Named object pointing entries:
--- Start ---
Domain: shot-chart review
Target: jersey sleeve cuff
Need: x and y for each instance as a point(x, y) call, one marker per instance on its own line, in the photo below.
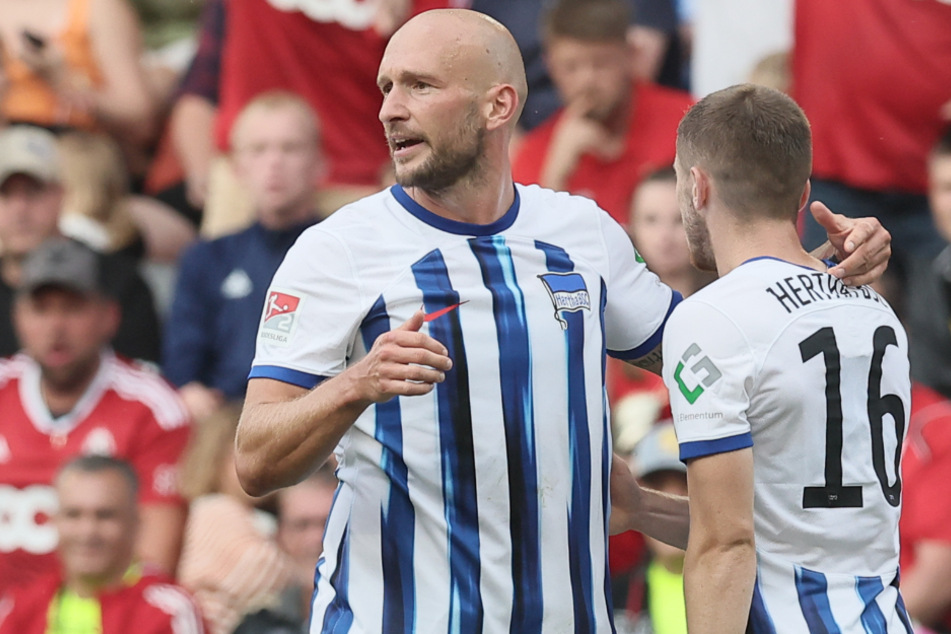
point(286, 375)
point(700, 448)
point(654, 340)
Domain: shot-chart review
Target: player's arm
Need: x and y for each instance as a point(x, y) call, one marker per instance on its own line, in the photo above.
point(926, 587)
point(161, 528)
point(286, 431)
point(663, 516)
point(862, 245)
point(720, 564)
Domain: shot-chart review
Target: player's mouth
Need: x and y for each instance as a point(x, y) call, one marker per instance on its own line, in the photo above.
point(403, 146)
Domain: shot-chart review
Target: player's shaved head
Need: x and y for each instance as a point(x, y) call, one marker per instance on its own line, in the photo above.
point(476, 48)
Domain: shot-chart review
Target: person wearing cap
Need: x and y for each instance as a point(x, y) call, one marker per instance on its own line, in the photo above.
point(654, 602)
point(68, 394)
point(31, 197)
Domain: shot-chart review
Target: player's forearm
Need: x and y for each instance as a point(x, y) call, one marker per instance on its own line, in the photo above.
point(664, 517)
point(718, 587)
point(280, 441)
--- End ---
--- Start ---
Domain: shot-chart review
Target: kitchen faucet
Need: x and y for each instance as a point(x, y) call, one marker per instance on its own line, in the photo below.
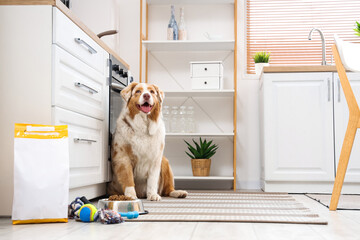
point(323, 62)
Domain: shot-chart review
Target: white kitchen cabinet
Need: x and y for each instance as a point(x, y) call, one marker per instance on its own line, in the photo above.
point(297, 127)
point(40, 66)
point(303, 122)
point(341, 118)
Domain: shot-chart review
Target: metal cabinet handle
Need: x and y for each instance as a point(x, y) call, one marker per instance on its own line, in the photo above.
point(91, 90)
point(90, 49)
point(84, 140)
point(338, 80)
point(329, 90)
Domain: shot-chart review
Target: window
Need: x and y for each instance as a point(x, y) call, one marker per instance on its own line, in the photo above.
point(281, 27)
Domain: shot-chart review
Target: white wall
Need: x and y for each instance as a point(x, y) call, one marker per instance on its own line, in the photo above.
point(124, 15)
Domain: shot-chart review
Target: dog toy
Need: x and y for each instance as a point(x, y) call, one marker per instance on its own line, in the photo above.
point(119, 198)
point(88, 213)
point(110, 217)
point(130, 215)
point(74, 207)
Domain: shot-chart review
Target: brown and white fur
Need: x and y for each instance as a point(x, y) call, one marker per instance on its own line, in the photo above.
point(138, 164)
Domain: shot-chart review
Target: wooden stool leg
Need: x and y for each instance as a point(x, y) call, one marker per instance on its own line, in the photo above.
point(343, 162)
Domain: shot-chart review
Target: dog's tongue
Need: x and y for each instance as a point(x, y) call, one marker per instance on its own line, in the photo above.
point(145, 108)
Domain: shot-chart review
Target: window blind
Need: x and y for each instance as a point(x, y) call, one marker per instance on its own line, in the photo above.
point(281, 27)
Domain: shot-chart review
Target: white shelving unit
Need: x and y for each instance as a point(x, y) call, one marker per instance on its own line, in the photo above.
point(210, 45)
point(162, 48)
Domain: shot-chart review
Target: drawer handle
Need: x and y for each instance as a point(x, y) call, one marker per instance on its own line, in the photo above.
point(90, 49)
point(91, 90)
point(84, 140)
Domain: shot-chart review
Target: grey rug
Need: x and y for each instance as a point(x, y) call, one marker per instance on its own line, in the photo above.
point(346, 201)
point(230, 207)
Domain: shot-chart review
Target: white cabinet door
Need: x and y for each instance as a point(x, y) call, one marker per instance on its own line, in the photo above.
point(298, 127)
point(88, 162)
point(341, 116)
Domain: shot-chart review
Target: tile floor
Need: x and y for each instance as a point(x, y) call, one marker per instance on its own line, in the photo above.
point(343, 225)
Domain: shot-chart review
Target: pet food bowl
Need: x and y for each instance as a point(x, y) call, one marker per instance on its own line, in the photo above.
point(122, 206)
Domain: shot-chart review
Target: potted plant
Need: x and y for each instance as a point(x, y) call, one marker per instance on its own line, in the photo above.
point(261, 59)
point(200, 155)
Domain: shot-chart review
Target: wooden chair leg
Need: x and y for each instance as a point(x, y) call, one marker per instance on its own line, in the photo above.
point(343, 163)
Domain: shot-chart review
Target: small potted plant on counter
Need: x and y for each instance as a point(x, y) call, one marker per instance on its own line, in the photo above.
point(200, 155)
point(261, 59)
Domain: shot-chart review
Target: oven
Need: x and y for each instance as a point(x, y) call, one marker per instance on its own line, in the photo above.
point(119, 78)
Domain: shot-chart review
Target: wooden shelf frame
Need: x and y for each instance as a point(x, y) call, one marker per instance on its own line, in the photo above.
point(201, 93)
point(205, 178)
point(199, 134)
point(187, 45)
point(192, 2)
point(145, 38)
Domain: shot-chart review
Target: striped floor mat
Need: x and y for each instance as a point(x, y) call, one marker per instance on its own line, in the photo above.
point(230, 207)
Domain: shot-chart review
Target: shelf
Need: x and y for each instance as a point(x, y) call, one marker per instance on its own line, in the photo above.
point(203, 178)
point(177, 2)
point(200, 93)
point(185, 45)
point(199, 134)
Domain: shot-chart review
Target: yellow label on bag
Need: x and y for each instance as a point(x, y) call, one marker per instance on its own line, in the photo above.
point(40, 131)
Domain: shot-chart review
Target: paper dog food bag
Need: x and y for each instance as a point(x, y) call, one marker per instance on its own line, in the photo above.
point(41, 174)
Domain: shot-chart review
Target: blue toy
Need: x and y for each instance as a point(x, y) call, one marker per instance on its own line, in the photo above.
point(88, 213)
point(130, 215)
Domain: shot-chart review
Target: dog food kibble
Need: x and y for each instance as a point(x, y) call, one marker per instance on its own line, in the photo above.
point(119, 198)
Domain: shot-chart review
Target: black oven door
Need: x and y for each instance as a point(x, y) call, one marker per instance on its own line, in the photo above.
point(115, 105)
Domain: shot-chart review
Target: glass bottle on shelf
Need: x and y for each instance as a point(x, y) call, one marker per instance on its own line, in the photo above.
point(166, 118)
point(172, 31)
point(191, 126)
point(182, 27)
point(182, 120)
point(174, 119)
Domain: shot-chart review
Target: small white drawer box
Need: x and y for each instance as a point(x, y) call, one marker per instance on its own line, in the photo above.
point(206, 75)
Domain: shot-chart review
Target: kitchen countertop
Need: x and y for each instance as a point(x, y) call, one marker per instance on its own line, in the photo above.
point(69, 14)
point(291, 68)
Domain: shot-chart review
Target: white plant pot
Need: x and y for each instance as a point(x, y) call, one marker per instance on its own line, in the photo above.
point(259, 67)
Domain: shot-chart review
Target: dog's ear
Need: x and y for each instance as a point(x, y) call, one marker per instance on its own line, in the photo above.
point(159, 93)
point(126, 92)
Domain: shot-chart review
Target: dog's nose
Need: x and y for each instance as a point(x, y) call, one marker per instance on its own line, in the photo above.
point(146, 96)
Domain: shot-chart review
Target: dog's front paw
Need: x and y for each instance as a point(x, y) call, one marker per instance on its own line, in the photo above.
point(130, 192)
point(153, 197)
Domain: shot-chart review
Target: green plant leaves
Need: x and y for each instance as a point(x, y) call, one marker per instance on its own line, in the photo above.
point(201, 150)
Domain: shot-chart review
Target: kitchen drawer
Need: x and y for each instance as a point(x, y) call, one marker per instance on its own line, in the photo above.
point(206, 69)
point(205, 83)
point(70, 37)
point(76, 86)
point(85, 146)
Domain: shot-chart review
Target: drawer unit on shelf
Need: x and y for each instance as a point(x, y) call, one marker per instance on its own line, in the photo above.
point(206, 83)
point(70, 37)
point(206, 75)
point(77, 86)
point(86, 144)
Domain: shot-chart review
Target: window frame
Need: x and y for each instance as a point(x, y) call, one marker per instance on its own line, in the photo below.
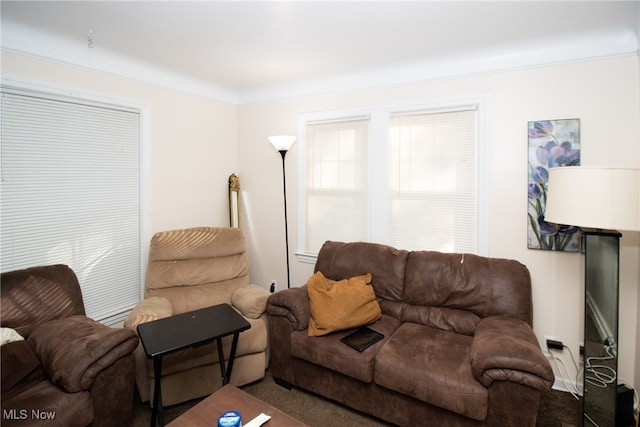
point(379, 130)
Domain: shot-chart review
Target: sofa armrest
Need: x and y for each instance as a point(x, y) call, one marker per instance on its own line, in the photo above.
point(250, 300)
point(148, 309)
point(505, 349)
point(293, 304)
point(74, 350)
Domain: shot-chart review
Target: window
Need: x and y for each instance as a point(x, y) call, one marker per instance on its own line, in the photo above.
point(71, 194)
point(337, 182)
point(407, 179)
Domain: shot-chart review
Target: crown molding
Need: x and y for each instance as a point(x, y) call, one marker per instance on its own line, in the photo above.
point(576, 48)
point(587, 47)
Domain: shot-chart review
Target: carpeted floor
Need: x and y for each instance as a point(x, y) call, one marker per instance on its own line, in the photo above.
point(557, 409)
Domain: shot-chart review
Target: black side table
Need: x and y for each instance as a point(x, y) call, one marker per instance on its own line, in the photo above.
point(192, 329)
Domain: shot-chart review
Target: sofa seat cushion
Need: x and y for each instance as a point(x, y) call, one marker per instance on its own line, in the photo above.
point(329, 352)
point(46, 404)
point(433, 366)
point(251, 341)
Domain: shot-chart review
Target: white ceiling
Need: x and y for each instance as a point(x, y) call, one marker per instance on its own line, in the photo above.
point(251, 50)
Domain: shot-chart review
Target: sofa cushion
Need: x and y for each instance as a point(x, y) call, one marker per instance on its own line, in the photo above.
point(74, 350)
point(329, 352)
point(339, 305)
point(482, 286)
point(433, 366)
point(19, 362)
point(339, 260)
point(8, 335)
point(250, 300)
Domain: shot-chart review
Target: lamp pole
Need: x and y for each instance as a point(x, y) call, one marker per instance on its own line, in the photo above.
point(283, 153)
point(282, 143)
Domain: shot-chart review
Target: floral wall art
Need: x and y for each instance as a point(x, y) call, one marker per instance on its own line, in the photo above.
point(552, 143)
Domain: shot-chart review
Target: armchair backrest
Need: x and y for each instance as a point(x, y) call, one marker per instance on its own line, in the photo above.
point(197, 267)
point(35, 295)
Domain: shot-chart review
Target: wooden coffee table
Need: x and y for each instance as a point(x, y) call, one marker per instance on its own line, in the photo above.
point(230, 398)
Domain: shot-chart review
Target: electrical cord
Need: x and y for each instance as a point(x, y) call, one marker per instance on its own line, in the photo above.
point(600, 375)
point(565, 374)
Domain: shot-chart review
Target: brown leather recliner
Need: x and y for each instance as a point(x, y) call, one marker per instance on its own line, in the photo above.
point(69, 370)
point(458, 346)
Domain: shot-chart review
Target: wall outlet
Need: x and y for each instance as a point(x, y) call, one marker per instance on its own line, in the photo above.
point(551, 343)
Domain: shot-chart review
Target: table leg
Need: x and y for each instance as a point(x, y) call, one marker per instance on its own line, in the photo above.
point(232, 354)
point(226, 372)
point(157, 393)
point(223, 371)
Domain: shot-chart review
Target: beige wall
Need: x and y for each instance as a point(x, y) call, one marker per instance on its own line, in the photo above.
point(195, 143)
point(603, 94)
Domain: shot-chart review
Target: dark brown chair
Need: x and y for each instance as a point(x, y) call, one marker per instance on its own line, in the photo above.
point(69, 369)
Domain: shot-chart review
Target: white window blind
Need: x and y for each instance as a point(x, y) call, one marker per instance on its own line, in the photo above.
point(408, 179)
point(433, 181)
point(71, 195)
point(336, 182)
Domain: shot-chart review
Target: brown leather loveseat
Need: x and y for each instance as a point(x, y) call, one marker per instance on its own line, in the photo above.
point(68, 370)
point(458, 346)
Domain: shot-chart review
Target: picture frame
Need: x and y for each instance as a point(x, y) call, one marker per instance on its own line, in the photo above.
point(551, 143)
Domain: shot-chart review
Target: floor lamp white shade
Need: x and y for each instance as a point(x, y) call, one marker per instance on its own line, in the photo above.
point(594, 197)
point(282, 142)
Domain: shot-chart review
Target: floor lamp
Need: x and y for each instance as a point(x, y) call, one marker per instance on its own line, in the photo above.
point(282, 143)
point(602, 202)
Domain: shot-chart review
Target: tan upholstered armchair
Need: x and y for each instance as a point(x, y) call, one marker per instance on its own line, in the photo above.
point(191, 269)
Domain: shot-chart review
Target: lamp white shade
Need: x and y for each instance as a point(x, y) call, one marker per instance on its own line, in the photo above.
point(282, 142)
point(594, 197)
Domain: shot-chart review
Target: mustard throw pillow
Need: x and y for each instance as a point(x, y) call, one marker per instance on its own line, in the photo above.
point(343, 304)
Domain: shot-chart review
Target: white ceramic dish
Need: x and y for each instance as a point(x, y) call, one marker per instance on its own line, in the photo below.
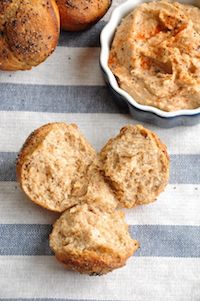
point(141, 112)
--- End ---
--- Start ---
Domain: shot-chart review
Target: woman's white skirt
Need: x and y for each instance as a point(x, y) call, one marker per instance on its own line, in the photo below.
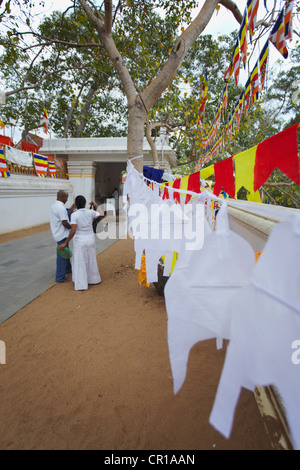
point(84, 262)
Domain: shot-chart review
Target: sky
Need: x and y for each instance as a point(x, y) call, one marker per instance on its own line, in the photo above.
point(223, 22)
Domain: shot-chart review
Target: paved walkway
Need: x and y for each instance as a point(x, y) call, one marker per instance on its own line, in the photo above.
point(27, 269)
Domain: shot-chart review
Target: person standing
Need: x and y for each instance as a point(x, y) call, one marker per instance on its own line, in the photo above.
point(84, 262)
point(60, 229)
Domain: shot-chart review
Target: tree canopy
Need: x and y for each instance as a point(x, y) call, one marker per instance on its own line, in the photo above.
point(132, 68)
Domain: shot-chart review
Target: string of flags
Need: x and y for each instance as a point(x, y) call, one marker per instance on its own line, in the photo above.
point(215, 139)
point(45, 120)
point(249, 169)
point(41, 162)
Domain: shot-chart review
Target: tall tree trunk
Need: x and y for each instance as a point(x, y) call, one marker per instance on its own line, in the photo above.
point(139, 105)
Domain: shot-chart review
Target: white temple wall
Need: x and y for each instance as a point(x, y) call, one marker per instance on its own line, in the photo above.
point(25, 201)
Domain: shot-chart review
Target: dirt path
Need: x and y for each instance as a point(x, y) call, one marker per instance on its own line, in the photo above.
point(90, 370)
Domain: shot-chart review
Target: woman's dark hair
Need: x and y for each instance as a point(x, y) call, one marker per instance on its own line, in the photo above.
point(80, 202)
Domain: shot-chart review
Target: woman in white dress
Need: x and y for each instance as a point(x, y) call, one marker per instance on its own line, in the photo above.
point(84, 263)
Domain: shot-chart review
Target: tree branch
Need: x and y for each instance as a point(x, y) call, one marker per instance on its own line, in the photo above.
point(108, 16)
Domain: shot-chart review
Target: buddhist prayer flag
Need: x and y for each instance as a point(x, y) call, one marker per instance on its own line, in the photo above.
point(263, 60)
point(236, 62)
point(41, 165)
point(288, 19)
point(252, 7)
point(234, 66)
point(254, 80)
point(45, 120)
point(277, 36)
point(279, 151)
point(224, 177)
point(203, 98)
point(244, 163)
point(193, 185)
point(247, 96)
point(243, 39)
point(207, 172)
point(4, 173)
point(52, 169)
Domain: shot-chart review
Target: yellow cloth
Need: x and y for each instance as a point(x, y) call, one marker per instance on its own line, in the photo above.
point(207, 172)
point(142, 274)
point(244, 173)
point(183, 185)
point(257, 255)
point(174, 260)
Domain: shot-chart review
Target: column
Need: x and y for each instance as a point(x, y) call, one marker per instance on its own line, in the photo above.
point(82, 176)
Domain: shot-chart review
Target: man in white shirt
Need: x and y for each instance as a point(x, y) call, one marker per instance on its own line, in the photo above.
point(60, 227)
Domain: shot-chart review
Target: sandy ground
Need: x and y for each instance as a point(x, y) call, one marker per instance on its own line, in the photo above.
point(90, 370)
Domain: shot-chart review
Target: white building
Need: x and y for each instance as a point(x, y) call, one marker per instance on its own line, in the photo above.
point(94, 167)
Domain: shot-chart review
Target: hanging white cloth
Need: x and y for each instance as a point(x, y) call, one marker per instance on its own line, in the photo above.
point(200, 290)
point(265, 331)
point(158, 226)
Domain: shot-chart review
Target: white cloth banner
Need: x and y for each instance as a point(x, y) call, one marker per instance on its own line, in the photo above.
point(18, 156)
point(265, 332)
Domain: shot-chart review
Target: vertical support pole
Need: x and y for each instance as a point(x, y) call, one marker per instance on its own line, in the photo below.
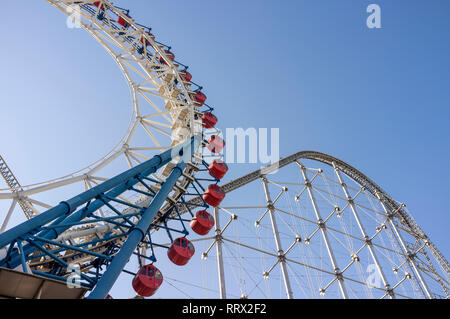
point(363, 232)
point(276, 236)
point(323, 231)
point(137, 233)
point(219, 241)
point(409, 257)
--- End ---
**What you are asked to do**
Please count the lines in the listing above that contain the word "brown" and give only that number.

**Exercise result**
4